* [Source passage]:
It often left the yard officer by themselves with few as back up and did not provide any support for emergency transports during the shifts or suicide watches at another location leaving the shifts with barebones for an emergency response or at the very least delaying emergency responses by those officers left behind to fend for themselves and no additional resources.

If Mr. Ortega were to pull all staff disciplinary records for the time period of October 2009 through the present he will see how many staff members have been disciplined for failure to perform because of limitations imposed by the central office administration and not the local wardens or unit managers. Mr. Ryan expects staff to be in two places at once and that's how he operates.

Secondly, he robbed Eyman and Florence as well as Lewis of key supervisory staff positions that were vacant and moved those positions to lower custody level units throughout the state leaving these higher custody units without proper shift coverage, guidance and decision-making personnel creating a void in leadership and good prison management.

Although wardens expressed deep concerns with this plan, the choices and decisions were left up to people in central office that had no knowledge of each complex's dynamics and therefore created deep interruptions in the daily operation abilities everywhere.In the meantime, more people will die, hospitalized, assaulted [this includes staff as well] and nothing will be done until Mr. Ryan gets “more boots on the ground” that he says he desperately needs to combat this problem is currently doing nothing about except to blame the former director for skewing her report mechanism to indicate a higher number when in fact, these incidents are real and are happening at a dreadful pace that makes Arizona prison unsafe for employees to work in and threatens public safety in the long run.

* [List of tasks]:
(a) Answer these questions from the passage on Arizona prison staffing:
(i) For what time period should Mr. Ortega pull staff disciplinary records?
(ii) Which three places lost vacant key supervisory staff positions?
(iii) Whom is Mr. Ryan said to blame, and for what?
(b) Return the section of the passage on Arizona prison staffing that opens with the words containing "Although wardens expressed" and closes with "the long run.".

Photo-based referring-expression data:
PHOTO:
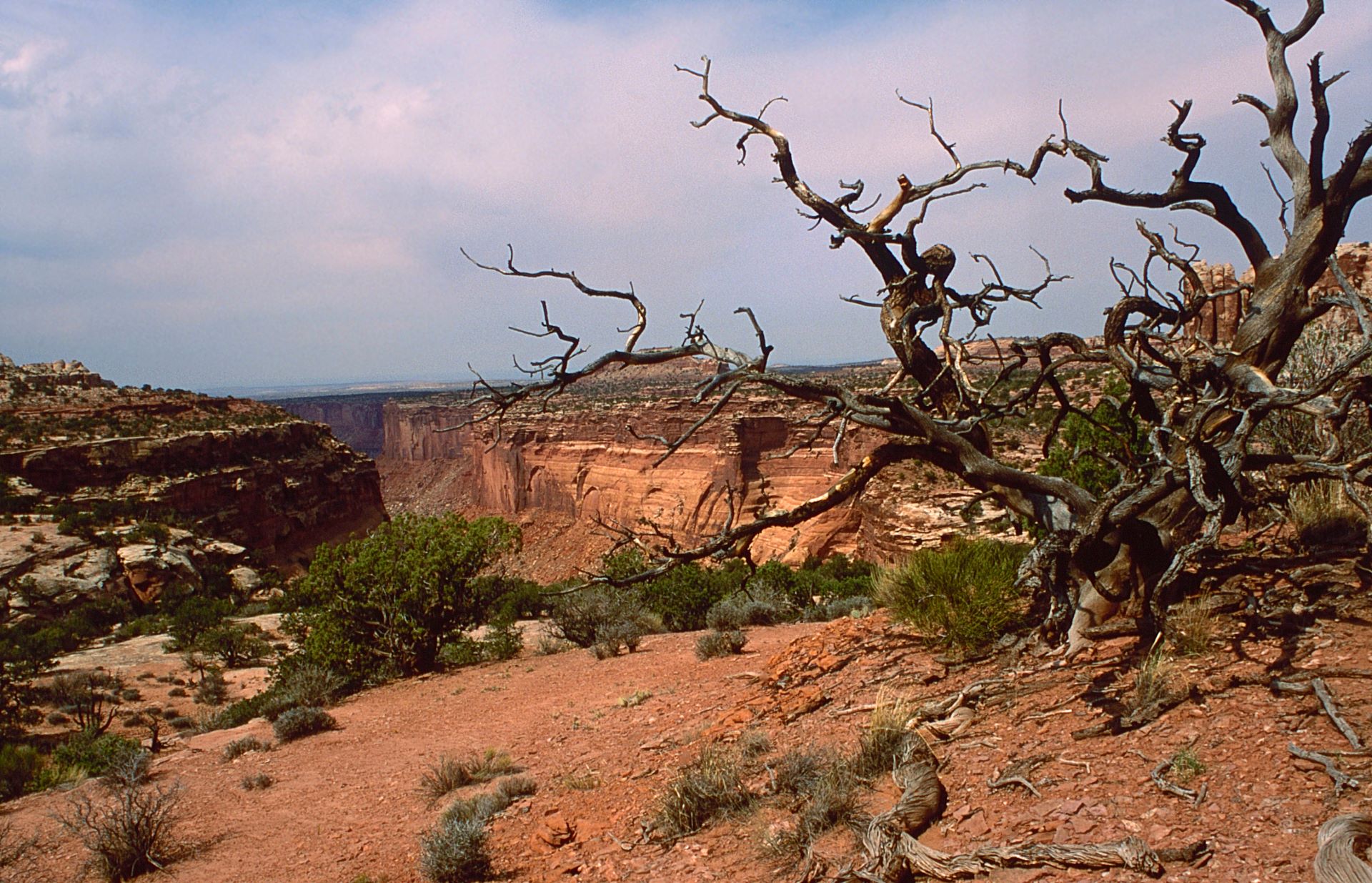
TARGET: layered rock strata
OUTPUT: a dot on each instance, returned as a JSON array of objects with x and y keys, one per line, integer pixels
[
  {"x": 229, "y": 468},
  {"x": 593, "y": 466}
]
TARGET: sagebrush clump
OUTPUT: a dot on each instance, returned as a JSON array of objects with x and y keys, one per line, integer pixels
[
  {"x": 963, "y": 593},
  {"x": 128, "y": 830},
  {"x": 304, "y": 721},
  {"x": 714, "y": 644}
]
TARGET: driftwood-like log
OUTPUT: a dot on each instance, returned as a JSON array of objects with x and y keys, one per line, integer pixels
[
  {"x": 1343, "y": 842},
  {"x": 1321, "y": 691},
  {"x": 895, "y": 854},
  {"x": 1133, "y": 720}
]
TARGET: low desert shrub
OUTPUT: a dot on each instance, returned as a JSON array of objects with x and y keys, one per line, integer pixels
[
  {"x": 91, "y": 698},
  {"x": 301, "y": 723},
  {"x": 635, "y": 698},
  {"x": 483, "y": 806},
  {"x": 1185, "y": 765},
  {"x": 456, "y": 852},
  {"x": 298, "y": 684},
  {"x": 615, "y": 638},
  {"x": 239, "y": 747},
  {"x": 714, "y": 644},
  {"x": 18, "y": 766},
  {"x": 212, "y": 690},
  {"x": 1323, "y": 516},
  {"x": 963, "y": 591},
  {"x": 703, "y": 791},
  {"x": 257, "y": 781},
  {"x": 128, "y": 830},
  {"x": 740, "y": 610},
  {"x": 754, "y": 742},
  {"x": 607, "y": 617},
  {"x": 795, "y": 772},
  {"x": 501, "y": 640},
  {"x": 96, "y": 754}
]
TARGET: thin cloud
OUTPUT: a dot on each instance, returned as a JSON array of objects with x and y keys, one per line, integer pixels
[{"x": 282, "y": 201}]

* [Your responses]:
(a)
(i) October 2009 through the present.
(ii) Eyman, Florence and Lewis.
(iii) The former director, for skewing her report mechanism to indicate a higher number.

(b)
Although wardens expressed deep concerns with this plan, the choices and decisions were left up to people in central office that had no knowledge of each complex's dynamics and therefore created deep interruptions in the daily operation abilities everywhere.In the meantime, more people will die, hospitalized, assaulted [this includes staff as well] and nothing will be done until Mr. Ryan gets “more boots on the ground” that he says he desperately needs to combat this problem is currently doing nothing about except to blame the former director for skewing her report mechanism to indicate a higher number when in fact, these incidents are real and are happening at a dreadful pace that makes Arizona prison unsafe for employees to work in and threatens public safety in the long run.